• [PROVIDED PASSAGE]:
_____

# Gaggia Evolution slow pour speed problem



## mbkkitesurf (Jun 4, 2011)

Hi,

I've had a Gaggia Evolution for a few months now, but only recently bought myself a MC2.

So I'm now really getting into timing and trying to perfect my espressos.

I'm pretty sure my machine isnt working properly, it seems to be pouring too slowly.

Heres a link to a video I've just made of my running the pump without the portafilter.

pouring into a glass that ive marked at 2oz.





 seems to take abour 40seconds to pour a double shot.

I've completely stripped the machine down and cleaned it all, descaled it a few times..

I think it might be a pump problem.

heres a video of my pulling a double shot. 




Any help would be much appreciated.

Thanks

Mike


----------



## MartinB (May 8, 2011)

Have you tried pulling some water through the steam wand whilst the water is dripping from the grouphead?


----------



## mbkkitesurf (Jun 4, 2011)

Yea if i open up the steam wand all the water pours out of the steamer, at quite a fast rate..

New update!

_____

• [STORED ROWS]:

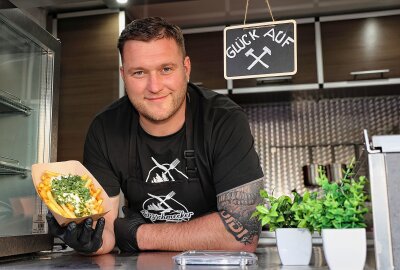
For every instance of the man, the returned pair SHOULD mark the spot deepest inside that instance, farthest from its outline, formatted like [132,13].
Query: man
[183,157]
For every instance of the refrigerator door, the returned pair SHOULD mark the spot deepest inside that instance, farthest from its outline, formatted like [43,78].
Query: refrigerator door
[28,106]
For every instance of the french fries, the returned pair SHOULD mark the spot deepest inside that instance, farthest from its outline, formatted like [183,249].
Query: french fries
[67,205]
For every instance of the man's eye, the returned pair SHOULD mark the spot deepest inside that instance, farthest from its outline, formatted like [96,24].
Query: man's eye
[167,69]
[138,73]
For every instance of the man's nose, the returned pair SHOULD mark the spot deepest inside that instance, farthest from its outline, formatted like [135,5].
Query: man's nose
[154,83]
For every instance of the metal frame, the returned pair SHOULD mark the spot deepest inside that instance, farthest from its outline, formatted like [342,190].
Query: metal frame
[380,209]
[12,245]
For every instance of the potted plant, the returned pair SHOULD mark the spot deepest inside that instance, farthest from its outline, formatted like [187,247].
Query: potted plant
[284,216]
[338,213]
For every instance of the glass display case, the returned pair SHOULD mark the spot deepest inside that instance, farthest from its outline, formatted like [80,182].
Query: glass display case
[29,69]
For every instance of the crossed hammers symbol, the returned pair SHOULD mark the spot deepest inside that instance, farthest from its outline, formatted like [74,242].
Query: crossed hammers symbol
[258,58]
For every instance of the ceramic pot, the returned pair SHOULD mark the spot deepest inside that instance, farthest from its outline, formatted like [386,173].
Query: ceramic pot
[294,246]
[345,249]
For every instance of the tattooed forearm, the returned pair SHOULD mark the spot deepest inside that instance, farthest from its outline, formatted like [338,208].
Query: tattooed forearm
[236,207]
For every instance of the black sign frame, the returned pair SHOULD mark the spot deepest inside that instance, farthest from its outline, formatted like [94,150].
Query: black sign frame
[249,43]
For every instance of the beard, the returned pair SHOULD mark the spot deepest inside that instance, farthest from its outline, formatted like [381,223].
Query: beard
[178,98]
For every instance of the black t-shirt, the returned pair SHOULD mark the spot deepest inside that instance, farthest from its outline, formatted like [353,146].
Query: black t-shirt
[151,171]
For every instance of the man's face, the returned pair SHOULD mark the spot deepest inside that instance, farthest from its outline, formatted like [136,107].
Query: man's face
[155,75]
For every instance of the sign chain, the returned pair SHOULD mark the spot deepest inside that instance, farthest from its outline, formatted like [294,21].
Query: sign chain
[247,7]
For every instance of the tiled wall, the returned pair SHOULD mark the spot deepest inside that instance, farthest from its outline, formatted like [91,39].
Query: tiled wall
[289,135]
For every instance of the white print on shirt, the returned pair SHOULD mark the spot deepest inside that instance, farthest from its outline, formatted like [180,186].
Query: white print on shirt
[162,172]
[165,208]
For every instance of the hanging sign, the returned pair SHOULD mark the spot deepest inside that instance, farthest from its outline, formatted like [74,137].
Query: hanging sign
[260,50]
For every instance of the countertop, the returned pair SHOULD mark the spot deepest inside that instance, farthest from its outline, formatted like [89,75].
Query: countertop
[268,258]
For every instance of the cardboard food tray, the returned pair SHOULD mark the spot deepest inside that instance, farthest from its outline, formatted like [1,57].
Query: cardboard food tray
[72,167]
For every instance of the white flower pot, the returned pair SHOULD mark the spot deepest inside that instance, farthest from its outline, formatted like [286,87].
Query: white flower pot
[294,246]
[345,249]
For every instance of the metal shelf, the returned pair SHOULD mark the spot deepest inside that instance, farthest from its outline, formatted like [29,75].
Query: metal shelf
[12,104]
[12,168]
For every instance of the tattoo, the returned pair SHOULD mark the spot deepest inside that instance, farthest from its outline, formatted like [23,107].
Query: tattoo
[236,207]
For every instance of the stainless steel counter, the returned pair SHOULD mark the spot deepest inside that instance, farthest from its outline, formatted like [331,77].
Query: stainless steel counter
[268,258]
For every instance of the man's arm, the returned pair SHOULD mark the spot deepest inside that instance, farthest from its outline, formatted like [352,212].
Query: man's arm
[229,229]
[108,233]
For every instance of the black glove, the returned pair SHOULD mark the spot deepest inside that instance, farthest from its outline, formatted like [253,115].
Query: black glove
[81,237]
[125,230]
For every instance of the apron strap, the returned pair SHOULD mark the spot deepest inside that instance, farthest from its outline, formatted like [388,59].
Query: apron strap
[190,154]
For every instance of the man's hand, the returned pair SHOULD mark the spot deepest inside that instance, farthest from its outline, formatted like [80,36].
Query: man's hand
[125,230]
[81,237]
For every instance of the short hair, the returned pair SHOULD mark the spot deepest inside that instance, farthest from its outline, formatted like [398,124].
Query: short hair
[151,28]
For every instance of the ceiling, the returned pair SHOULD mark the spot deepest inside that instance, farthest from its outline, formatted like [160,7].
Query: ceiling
[192,13]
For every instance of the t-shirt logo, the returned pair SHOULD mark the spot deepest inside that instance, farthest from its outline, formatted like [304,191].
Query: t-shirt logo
[165,208]
[164,172]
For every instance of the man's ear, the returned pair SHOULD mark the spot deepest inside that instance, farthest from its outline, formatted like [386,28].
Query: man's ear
[121,71]
[188,67]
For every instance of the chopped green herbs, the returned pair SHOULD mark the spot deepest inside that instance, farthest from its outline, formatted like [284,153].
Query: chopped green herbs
[71,190]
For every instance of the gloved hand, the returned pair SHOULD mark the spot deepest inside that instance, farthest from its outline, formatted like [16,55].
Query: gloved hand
[81,237]
[125,230]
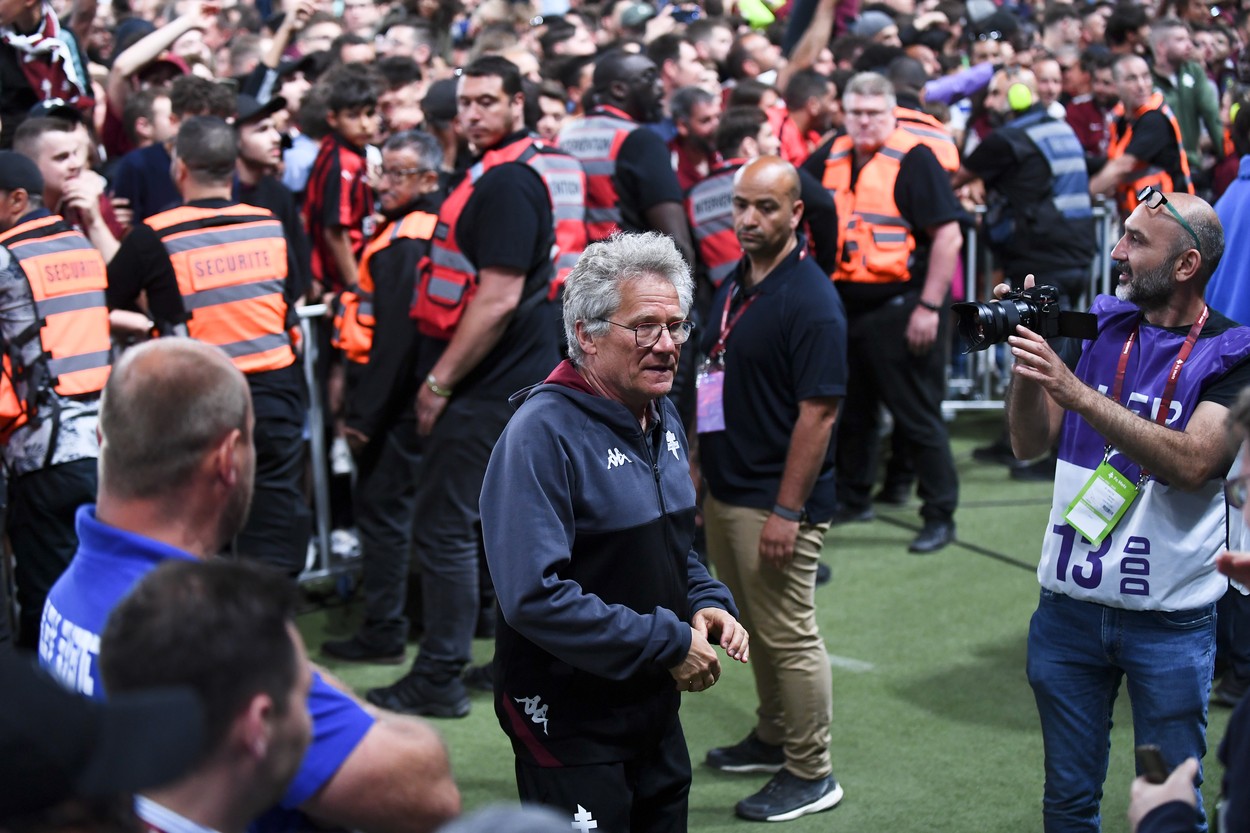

_____

• [DIRECTIONS]:
A) Duplicate the part of the Gaggia Evolution thread starting with "pouring into a" and going on through "pulling a double shot.".
B) Set down the records verbatim, starting with the line with "For every instance of the man's ear, the" and going on through the end of the records. Leave the pictures out of your answer.

• [ANSWERS IN ORDER]:
A)
pouring into a glass that ive marked at 2oz.





 seems to take abour 40seconds to pour a double shot.

I've completely stripped the machine down and cleaned it all, descaled it a few times..

I think it might be a pump problem.

heres a video of my pulling a double shot.

B)
For every instance of the man's ear, the returned pair SHOULD mark the spot deepest inside that instance, farthest from its outline, formatted like [386,28].
Query: man's ear
[121,71]
[188,67]
For every instance of the chopped green herbs, the returned pair SHOULD mark the spot deepest inside that instance, farthest from its outline, formatted like [284,153].
Query: chopped green herbs
[71,190]
For every instance of the gloved hand, the returned pair SHOULD mark the spot deepest inside that instance, farthest from its outline, formatted like [16,55].
Query: gloved hand
[81,237]
[125,230]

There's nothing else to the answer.